**Çözülecek Problem:**
Aşağıdaki kayıtlarda "Annotate the vegetation" ifadesinin geçtiği satırdan başlayıp "Annotate the wet" ifadesinin geçtiği satır da dahil olmak üzere o satıra kadar olan satırları hiç değiştirmeden tekrar yaz.

**Görev Girdileri:**
╔══
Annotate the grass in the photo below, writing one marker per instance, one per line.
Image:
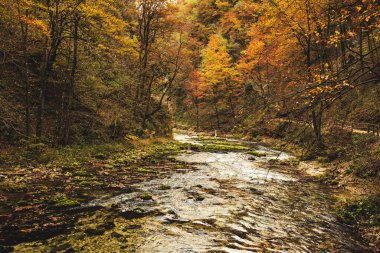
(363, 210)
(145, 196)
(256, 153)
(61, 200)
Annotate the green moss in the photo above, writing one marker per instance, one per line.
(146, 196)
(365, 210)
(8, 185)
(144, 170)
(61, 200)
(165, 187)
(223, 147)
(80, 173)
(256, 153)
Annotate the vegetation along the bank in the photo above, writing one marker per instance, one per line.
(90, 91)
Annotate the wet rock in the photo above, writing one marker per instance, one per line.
╚══
╔══
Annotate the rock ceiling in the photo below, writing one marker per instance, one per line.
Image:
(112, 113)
╚══
**Görev Yanıtı:**
Annotate the vegetation along the bank in the photo above, writing one marker per instance, one per line.
(90, 91)
Annotate the wet rock in the photo above, writing one marker per instance, one per line.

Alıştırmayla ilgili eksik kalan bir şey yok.